[Dataset entries]
▼
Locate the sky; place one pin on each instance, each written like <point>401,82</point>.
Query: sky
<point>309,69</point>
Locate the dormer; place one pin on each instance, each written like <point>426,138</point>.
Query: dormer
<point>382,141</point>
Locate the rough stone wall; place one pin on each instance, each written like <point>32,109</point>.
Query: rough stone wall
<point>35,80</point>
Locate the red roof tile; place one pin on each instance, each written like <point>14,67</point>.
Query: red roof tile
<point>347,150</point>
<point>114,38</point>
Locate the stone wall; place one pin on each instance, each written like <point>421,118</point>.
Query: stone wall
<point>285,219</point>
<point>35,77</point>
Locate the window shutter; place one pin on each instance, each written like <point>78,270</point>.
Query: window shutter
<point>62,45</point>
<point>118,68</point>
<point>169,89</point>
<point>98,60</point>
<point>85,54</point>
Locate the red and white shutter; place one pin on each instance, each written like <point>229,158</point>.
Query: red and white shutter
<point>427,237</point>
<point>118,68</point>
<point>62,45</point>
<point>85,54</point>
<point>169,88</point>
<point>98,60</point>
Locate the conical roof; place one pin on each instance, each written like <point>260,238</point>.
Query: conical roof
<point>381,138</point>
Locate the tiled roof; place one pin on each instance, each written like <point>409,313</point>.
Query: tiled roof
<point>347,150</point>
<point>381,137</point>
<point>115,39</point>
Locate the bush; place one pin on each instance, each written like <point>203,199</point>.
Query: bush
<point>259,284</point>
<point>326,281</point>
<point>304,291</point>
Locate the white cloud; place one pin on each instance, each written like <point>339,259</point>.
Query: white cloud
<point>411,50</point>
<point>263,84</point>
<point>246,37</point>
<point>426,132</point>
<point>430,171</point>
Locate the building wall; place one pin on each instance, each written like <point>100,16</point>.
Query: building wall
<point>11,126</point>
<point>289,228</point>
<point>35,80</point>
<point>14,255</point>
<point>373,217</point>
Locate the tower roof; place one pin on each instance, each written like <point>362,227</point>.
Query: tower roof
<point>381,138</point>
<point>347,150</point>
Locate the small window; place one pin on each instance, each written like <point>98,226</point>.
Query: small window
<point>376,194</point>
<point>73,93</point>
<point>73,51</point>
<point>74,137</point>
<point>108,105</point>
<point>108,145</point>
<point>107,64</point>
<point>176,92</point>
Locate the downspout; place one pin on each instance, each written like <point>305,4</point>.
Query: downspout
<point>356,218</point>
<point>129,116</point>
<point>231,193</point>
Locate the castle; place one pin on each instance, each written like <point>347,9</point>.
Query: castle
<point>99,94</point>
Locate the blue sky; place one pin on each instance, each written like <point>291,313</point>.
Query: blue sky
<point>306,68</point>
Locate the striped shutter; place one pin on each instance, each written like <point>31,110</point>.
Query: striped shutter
▲
▼
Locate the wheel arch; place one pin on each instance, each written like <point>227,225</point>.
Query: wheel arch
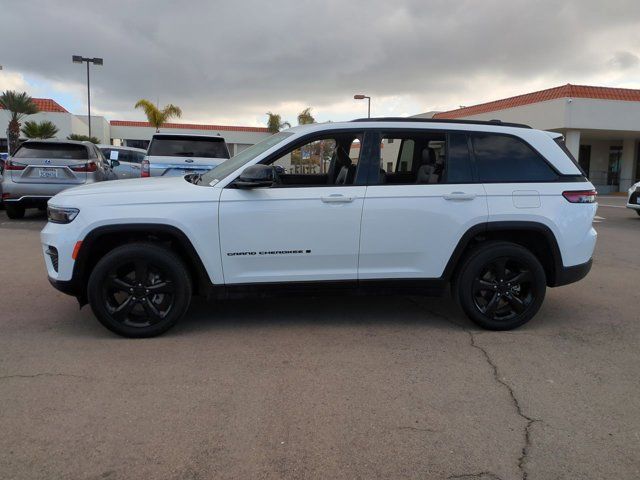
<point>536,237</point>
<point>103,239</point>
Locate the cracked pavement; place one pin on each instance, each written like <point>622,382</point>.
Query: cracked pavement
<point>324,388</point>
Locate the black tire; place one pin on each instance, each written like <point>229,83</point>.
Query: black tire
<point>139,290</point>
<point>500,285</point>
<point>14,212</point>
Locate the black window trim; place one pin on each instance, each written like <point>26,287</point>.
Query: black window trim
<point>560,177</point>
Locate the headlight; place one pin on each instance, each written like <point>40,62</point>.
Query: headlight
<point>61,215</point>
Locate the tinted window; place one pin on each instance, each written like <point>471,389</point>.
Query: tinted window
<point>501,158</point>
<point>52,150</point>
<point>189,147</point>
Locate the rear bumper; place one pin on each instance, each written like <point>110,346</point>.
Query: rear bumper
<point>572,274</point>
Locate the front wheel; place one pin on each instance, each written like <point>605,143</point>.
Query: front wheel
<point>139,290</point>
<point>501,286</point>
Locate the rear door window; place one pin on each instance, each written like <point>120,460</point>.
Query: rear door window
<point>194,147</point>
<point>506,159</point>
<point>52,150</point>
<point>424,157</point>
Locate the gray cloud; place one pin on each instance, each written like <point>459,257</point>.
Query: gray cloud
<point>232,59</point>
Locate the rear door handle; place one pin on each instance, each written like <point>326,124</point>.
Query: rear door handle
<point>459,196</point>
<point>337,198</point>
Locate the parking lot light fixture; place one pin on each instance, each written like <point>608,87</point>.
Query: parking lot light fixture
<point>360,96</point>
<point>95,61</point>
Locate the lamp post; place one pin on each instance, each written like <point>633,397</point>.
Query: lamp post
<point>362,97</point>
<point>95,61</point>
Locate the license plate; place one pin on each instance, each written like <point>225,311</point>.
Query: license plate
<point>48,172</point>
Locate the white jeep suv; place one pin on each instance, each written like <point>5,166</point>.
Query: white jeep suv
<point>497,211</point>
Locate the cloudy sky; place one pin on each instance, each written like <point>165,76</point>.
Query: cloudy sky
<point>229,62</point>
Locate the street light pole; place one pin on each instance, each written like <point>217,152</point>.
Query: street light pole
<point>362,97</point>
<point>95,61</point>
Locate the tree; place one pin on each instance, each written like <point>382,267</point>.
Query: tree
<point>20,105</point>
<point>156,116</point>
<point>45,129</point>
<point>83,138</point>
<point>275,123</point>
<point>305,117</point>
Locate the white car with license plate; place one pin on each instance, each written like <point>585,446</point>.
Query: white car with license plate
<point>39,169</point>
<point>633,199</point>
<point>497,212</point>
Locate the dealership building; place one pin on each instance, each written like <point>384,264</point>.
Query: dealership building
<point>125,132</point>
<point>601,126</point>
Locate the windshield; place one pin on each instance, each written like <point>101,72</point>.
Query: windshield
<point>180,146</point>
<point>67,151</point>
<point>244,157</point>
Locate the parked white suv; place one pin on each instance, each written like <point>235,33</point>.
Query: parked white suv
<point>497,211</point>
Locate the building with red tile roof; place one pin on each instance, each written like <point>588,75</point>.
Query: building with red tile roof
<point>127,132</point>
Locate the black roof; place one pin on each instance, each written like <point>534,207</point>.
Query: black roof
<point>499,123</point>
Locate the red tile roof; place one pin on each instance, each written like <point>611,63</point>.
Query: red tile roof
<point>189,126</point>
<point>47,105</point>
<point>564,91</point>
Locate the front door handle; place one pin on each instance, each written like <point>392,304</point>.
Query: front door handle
▲
**EXERCISE GOAL**
Return a copy of every line in the records that includes the string "striped".

**EXERCISE ANSWER**
Locate the striped shutter; place one pin on each instance, each written like <point>31,110</point>.
Query: striped shutter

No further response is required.